━━ Extracted text ━━

Scoops of mixed berry no churn ice cream in a bowl
Homemade No Churn Ice Cream – Mixed Berries

Traditional ice cream is made with egg yolks, whole milk, heavy cream, and sugar. You simmer the milk mixture in a small to medium saucepan over medium-low heat until you have a thick custard that coats the back of a spoon. Mix it with blackberry puree and cool in the refrigerator. Of course, this needs the use of an ice cream maker. But, not with no-churn ice creams.

I think no-churn is not a very common term in all parts of the world. No-churn simply means that you don’t need an ice cream maker. It’s referring to the paddle in an ice cream maker that turns (churns) the ice cream mixture from a liquid state to a creamy ice cream consistency. Read my tips for no-churn ice cream


Why make this ice cream?

  • It needs just three ingredients you probably already have on hand and it takes just five minutes to whip.
  • It makes smooth and creamy ice cream with no ice crystals and no one will believe that it was not made using an ice cream maker.
  • You can use fresh or frozen berries any time of the year.
  • It has a long shelflife. So, I make a few different varieties and keep them in the freezer.
  • Add a little milk and whip in a blender to make the most amazing blackberry smoothie you have ever tasted.
  • Unlike traditional ice cream, this one has no eggs, which means it’s eggless – one dessert for everyone.
Scoops of no churn ice cream in a bowl.
Homemade No Churn Ice Cream – Mixed Berries

Ingredients and substitutes

  • Whipping cream – The higher the fat, the creamier your ice cream. I use 38% fat content in my whipping cream.
  • Condensed milk – Condensed milk is sweetened which is why we do not add any additional sugar. You can use homemade condensed milk as well.
  • Vanilla – Condensed milk usually has vanilla so feel free to omit it. But, a little extra vanilla extract just makes the flavors pop.

━━━
━━ Given data ━━

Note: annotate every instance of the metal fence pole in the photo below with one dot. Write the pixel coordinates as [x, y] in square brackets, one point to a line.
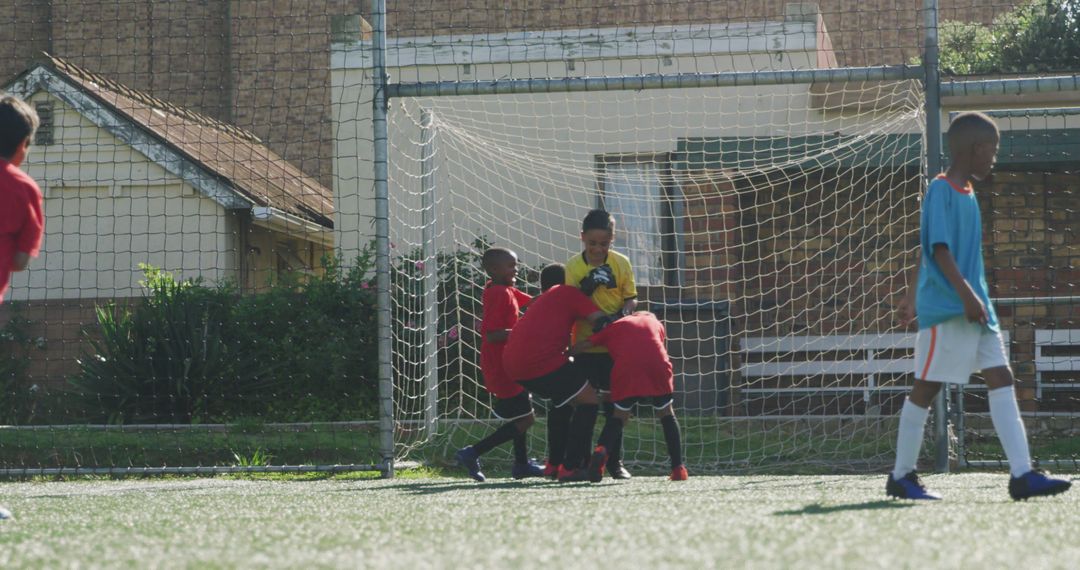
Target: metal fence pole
[381, 157]
[932, 85]
[430, 274]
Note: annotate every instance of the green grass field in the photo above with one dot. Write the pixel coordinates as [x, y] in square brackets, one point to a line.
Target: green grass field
[423, 520]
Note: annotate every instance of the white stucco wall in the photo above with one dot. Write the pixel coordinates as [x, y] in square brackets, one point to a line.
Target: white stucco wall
[109, 208]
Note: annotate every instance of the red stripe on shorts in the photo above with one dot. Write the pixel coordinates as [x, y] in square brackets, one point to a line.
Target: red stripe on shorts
[930, 354]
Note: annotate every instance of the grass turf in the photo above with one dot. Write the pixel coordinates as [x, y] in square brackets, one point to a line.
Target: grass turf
[709, 521]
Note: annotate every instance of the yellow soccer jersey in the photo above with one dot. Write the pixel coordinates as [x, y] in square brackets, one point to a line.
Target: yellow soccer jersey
[607, 299]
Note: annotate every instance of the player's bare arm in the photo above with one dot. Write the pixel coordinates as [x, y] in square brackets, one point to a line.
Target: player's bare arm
[497, 336]
[580, 347]
[973, 308]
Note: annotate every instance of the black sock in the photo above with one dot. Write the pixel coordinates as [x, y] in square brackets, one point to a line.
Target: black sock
[503, 434]
[673, 438]
[521, 449]
[558, 428]
[615, 447]
[580, 436]
[610, 434]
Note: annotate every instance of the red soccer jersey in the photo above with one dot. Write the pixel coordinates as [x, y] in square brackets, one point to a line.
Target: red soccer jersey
[642, 366]
[539, 341]
[501, 307]
[22, 221]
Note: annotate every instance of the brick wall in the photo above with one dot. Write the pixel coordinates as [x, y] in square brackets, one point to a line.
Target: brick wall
[826, 254]
[59, 325]
[265, 65]
[1031, 248]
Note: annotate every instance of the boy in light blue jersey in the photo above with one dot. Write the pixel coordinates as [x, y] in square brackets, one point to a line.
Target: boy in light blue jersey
[958, 328]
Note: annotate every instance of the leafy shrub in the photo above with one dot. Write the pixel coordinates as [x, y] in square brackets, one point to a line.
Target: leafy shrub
[171, 357]
[1035, 37]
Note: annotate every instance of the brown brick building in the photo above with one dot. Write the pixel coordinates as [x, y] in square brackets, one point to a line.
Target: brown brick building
[264, 65]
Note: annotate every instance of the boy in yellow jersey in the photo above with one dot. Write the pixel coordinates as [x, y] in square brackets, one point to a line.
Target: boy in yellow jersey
[606, 276]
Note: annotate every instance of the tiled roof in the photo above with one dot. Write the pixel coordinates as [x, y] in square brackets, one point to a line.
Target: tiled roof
[228, 152]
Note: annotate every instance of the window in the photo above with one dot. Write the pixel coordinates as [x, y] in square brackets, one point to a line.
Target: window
[44, 134]
[636, 189]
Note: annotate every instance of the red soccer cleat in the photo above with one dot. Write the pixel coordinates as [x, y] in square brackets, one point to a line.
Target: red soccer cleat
[679, 473]
[550, 471]
[577, 475]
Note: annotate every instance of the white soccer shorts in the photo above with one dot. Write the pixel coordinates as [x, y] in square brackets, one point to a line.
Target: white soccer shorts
[954, 350]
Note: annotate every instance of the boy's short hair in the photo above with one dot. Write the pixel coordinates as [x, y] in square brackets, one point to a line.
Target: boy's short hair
[17, 122]
[493, 256]
[552, 274]
[972, 126]
[597, 219]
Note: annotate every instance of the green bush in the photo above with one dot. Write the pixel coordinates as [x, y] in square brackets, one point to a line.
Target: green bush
[1036, 37]
[302, 351]
[172, 357]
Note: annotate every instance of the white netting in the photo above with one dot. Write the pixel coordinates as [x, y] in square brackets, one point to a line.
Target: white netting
[747, 214]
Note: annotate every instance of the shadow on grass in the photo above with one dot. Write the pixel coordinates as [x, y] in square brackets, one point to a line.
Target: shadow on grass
[441, 487]
[818, 509]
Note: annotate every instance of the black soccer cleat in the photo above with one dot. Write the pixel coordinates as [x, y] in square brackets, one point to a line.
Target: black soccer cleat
[618, 471]
[909, 487]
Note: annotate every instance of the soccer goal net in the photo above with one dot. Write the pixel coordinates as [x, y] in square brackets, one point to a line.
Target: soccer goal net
[768, 227]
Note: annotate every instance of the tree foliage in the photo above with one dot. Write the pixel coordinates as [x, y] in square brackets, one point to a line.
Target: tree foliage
[1037, 37]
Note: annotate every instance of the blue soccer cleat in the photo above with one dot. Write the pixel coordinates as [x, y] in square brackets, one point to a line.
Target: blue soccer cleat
[1036, 483]
[469, 459]
[909, 487]
[529, 469]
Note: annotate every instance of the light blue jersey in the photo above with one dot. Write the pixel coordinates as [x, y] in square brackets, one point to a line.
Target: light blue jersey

━━━

* [Objective]:
Can you copy the no-churn ice cream text word for word from "Scoops of mixed" to "this ice cream?"?

* [Worked answer]:
Scoops of mixed berry no churn ice cream in a bowl
Homemade No Churn Ice Cream – Mixed Berries

Traditional ice cream is made with egg yolks, whole milk, heavy cream, and sugar. You simmer the milk mixture in a small to medium saucepan over medium-low heat until you have a thick custard that coats the back of a spoon. Mix it with blackberry puree and cool in the refrigerator. Of course, this needs the use of an ice cream maker. But, not with no-churn ice creams.

I think no-churn is not a very common term in all parts of the world. No-churn simply means that you don’t need an ice cream maker. It’s referring to the paddle in an ice cream maker that turns (churns) the ice cream mixture from a liquid state to a creamy ice cream consistency. Read my tips for no-churn ice cream


Why make this ice cream?